-- Extract provided follows --

MILWAUKEE — Over 40% of America's baby formula supplies are out of stock. Recent data shows that it's gotten so bad that Congress plans to address the shortage in a hearing later this month. But some parents need help right now.
Part of the problem is a major recall from Abbott over concerns about bacteria at a manufacturing plant, then add in supply chain issues, and it's led to empty shelves and growing frustration for parents.
New mom Jamie Gallagher says she plans to breastfeed as long as she can. "I'll pump on the road, wherever I have to," she said. Gallagher hopes that if she eventually needs formula it will be easier to find.
"I do have a few friends, four of them that are also new moms. One of them is doing formula and said she hasn't had a problem with what she uses," added Gallagher. "I think she's just been lucky so far."
Many parents have to rely on whatever is in stock.

-- Extract provided concluded --
-- Information shown follows --

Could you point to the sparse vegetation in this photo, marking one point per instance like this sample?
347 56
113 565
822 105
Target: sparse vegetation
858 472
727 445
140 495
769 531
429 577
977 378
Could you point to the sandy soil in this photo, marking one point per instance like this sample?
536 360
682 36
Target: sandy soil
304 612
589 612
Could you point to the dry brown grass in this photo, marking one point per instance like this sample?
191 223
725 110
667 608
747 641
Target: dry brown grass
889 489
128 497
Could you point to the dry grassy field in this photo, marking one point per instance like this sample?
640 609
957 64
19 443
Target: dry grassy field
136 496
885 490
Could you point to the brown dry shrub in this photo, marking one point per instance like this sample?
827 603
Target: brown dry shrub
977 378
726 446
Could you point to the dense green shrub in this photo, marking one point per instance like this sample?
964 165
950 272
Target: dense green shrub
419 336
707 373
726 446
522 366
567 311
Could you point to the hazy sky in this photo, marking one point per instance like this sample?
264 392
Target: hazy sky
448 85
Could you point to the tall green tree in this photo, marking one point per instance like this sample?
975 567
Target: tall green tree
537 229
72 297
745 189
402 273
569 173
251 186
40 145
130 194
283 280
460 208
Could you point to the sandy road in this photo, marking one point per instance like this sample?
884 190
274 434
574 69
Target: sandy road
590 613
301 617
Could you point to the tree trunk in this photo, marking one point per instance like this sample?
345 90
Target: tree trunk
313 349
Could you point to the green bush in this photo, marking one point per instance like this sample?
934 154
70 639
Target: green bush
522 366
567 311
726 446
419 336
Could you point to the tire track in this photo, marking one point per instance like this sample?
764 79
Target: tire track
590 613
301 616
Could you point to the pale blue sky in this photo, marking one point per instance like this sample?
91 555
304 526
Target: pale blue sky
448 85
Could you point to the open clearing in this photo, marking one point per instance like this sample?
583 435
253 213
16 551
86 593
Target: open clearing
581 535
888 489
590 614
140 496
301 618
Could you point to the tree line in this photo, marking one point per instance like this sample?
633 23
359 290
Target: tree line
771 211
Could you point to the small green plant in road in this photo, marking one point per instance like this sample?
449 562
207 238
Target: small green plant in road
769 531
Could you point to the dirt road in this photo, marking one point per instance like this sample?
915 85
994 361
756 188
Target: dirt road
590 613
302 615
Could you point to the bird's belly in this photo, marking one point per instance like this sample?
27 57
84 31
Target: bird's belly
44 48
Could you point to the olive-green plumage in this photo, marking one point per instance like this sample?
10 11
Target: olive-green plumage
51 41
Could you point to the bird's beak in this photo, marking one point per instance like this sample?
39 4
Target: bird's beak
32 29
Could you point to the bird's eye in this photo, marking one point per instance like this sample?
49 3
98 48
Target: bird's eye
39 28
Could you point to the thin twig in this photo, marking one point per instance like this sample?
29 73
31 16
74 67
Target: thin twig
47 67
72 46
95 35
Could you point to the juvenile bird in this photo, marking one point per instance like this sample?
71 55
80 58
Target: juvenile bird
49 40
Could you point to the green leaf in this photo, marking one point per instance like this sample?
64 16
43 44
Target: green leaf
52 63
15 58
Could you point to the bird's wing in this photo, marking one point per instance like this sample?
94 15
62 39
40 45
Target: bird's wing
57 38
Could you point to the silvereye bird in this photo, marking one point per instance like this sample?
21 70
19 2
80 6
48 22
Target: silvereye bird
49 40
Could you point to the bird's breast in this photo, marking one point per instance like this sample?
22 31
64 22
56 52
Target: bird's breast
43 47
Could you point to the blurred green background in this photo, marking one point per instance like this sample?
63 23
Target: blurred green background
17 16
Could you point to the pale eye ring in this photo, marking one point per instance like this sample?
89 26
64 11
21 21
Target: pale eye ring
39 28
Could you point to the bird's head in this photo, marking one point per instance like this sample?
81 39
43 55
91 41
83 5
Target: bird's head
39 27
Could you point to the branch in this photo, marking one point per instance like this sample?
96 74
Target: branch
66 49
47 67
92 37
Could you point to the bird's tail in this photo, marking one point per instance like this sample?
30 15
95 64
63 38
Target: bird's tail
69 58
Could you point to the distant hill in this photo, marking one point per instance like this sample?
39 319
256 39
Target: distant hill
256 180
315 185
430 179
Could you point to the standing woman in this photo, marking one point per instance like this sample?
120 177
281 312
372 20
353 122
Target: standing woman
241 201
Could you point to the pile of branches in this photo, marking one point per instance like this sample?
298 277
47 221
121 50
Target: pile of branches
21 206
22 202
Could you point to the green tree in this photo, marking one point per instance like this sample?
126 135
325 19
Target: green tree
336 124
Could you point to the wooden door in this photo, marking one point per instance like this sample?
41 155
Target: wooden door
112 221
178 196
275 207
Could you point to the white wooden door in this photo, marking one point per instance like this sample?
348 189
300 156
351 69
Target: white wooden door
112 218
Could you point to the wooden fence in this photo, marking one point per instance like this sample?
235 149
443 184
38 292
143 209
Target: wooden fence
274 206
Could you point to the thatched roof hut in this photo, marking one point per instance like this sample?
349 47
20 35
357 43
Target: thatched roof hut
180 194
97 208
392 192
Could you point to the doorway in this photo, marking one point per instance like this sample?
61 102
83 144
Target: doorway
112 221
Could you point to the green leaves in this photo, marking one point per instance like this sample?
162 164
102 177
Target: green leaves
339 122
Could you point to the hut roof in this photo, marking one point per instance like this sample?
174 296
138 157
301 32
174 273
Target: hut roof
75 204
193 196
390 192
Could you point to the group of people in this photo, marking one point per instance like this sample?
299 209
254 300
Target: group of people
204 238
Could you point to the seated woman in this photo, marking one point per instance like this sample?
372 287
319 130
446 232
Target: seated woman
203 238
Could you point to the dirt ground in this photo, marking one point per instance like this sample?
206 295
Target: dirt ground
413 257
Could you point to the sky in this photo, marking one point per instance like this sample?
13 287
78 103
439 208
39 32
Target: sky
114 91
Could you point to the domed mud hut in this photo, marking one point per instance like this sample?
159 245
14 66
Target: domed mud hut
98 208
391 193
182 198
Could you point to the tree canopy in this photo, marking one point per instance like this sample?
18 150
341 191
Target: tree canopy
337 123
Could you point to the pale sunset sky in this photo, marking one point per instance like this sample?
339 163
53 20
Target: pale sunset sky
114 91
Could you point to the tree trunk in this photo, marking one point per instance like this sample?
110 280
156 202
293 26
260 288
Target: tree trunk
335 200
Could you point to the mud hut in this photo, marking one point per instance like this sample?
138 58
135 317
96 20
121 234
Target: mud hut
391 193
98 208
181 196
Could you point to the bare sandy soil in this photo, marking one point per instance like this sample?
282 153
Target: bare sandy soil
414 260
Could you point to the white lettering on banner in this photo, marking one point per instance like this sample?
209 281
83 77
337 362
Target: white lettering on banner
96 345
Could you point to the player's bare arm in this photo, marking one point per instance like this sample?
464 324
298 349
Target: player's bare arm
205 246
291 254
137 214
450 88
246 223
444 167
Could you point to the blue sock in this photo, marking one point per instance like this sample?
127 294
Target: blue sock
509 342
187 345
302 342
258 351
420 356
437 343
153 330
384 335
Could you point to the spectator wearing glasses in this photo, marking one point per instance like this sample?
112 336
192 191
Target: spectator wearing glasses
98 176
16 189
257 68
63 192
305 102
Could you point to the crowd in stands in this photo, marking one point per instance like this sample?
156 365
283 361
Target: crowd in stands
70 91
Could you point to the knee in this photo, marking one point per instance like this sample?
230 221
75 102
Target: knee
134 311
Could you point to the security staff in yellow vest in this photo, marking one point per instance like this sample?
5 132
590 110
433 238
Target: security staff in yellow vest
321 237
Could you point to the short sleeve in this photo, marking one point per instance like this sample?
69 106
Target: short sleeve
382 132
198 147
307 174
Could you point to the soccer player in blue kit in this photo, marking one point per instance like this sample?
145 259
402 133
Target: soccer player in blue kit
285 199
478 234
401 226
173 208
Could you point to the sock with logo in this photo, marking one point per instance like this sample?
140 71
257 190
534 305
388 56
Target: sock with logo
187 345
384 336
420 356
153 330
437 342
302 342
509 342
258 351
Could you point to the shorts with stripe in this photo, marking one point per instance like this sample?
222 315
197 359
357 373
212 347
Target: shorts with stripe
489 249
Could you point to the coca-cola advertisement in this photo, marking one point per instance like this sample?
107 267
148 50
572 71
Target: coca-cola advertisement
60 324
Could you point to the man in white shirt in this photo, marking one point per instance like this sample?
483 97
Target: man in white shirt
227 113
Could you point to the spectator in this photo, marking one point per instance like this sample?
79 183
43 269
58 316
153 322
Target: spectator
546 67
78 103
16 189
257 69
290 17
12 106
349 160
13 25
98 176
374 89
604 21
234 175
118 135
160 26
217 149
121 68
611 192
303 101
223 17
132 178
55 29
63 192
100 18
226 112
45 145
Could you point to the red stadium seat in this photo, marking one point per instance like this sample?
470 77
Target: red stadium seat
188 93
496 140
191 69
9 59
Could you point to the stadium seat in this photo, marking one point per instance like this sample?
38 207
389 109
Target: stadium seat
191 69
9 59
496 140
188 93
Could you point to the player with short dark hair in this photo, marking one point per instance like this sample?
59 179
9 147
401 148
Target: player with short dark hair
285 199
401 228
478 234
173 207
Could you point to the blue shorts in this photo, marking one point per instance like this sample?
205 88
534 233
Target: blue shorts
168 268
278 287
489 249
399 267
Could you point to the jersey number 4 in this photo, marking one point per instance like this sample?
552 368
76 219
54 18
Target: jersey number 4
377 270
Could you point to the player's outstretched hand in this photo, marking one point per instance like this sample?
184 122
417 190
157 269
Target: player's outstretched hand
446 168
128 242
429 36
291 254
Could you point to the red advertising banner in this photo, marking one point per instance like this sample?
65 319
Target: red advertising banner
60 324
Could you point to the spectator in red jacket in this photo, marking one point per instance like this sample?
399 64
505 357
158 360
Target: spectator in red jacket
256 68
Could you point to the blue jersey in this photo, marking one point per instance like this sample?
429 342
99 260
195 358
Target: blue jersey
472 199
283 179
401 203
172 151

-- Information shown concluded --

- _Task item_
Transcribe, without any alteration, the stretch of the baby formula shortage report above from "MILWAUKEE — Over" through "frustration for parents.".

- _Your response_
MILWAUKEE — Over 40% of America's baby formula supplies are out of stock. Recent data shows that it's gotten so bad that Congress plans to address the shortage in a hearing later this month. But some parents need help right now.
Part of the problem is a major recall from Abbott over concerns about bacteria at a manufacturing plant, then add in supply chain issues, and it's led to empty shelves and growing frustration for parents.